◆ What to do
1. According to the passage on financial incentives in health care, which three people spin out the implications?
2. Rewrite the passage on financial incentives in health care, starting at the words "There’s plenty of" and stopping after "are the following.". Put "consumers" in place of each "patients".
3. Carry on the passage about how physicians and patients respond to financial incentives, starting after its final sentence.

◆ Excerpt provided
--

There’s plenty of evidence that, in general, physicians respond more rationally to financial incentives than do patients. If patients were more rational, under-use of low or no out-of-pocket products and services (even those with few to no side effects) would be less common. We’d see less of this or this. If physicians were less rational in response to financial incentives, we wouldn’t see things like this or this or this. George Loewenstein, Kevin Volpp, and David Asch spin out the implications. Among them are the following.

--

◆ Data extract

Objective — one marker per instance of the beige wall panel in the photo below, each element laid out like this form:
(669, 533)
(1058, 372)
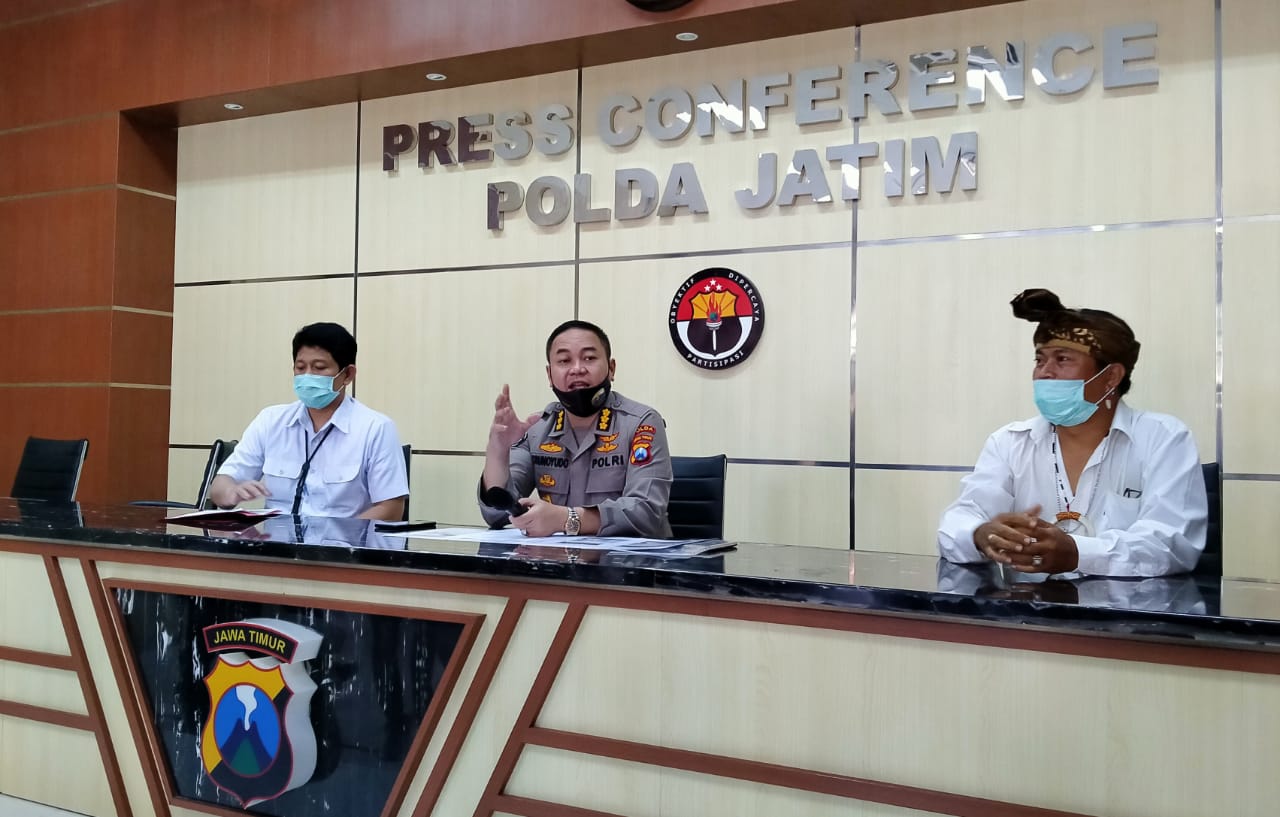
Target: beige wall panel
(639, 790)
(41, 687)
(186, 470)
(1092, 158)
(1251, 514)
(1251, 380)
(942, 361)
(266, 196)
(415, 218)
(725, 161)
(1251, 108)
(28, 615)
(54, 765)
(444, 489)
(789, 400)
(730, 688)
(899, 511)
(446, 343)
(232, 351)
(787, 505)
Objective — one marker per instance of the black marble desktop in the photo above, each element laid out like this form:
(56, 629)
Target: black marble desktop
(1208, 610)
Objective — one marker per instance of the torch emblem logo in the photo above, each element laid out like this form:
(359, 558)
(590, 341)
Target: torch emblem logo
(717, 318)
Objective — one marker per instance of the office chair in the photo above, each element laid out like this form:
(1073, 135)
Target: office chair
(1211, 560)
(218, 453)
(696, 507)
(50, 469)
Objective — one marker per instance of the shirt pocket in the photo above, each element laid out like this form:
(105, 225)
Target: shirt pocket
(338, 473)
(553, 487)
(606, 484)
(1119, 512)
(280, 477)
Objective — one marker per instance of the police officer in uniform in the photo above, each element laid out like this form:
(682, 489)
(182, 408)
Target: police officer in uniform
(598, 461)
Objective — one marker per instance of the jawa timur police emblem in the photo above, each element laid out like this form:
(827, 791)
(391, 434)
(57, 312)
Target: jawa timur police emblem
(257, 742)
(716, 318)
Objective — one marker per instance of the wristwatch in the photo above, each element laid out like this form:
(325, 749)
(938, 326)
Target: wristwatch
(572, 524)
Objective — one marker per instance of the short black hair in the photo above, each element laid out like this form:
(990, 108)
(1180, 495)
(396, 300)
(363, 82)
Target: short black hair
(579, 324)
(332, 338)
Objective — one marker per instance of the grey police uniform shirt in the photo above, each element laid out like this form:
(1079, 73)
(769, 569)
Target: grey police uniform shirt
(621, 466)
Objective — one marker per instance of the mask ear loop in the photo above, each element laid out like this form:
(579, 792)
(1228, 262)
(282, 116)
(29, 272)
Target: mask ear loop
(1105, 398)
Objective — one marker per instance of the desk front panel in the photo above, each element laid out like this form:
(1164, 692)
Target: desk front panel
(615, 701)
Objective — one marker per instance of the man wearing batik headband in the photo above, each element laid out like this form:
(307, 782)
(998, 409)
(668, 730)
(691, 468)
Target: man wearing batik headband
(1091, 484)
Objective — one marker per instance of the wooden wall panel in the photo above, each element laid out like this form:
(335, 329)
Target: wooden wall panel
(1055, 160)
(18, 10)
(141, 347)
(65, 412)
(144, 251)
(137, 459)
(58, 156)
(54, 250)
(147, 156)
(56, 347)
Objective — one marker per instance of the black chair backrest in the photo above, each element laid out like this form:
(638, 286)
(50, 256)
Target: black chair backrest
(218, 453)
(696, 507)
(50, 469)
(1211, 560)
(408, 470)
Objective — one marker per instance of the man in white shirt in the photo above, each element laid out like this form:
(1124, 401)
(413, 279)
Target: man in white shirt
(1089, 485)
(325, 453)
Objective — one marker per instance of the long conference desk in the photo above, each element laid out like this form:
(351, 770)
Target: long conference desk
(307, 667)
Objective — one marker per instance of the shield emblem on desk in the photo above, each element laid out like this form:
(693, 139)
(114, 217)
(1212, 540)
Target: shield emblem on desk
(257, 740)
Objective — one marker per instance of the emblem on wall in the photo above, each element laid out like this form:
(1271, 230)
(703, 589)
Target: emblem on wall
(717, 318)
(259, 742)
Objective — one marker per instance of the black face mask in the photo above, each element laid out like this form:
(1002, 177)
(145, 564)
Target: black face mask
(585, 401)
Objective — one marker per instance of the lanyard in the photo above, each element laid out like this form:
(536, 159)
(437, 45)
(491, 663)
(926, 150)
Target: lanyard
(306, 468)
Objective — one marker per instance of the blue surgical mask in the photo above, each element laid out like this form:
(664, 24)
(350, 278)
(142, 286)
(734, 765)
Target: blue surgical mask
(1061, 402)
(315, 391)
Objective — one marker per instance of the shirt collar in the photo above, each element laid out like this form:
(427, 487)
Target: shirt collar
(1041, 429)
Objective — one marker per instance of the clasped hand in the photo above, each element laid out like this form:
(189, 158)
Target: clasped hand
(1027, 543)
(542, 519)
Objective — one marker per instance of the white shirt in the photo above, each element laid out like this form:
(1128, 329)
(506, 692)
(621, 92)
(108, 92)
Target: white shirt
(353, 465)
(1142, 491)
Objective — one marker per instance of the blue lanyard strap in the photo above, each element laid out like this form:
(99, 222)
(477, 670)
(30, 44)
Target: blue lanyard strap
(306, 468)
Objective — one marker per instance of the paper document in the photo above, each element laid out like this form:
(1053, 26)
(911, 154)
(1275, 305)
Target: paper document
(224, 520)
(515, 538)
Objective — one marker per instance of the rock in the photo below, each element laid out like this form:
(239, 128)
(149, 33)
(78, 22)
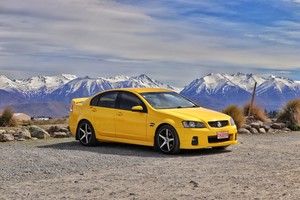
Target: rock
(59, 135)
(247, 126)
(254, 130)
(53, 129)
(11, 132)
(244, 130)
(286, 129)
(64, 130)
(38, 132)
(271, 130)
(277, 126)
(24, 133)
(6, 137)
(266, 127)
(262, 130)
(255, 125)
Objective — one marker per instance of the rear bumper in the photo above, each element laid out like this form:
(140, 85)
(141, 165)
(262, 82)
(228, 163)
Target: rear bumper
(206, 137)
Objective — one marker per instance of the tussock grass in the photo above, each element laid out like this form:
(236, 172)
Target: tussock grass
(7, 118)
(236, 113)
(291, 114)
(257, 112)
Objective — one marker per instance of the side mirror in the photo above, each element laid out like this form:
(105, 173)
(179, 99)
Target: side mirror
(137, 109)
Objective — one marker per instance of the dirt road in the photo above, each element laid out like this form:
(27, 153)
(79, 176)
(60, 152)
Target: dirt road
(259, 167)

--

◆ Results for each task
1. George Loewenstein, Kevin Volpp, and David Asch.

2.
There’s plenty of evidence that, in general, physicians respond more rationally to financial incentives than do consumers. If consumers were more rational, under-use of low or no out-of-pocket products and services (even those with few to no side effects) would be less common. We’d see less of this or this. If physicians were less rational in response to financial incentives, we wouldn’t see things like this or this or this. George Loewenstein, Kevin Volpp, and David Asch spin out the implications. Among them are the following.

3.
Attempts to address issues of overuse of low-value services should focus mainly on physicians rather than patients. Insurance payments for services of low value should be reduced. Given the fiscal consequences of poorly controlled health care spending, it makes no sense to pay just as much for services or procedures that are unnecessary as those that are life saving. [...] One straightforward implication of the greater rationality shown by individuals facing repeated decisions is that the role of patient cost sharing should be different in the setting of chronic illnesses than in the setting of acute illnesses. Patients with acute conditions are likely to confront unfamiliar and emotional decisions and are therefore not appropriate targets of cost-sharing incentive programs that require a dispassionate evaluation of costs and benefits. In contrast, higher cost sharing for low-value services can make more sense for patients with chronic conditions who are more likely to face similar decisions repeatedly.
If you have access to their (short) paper, it’s worth reading.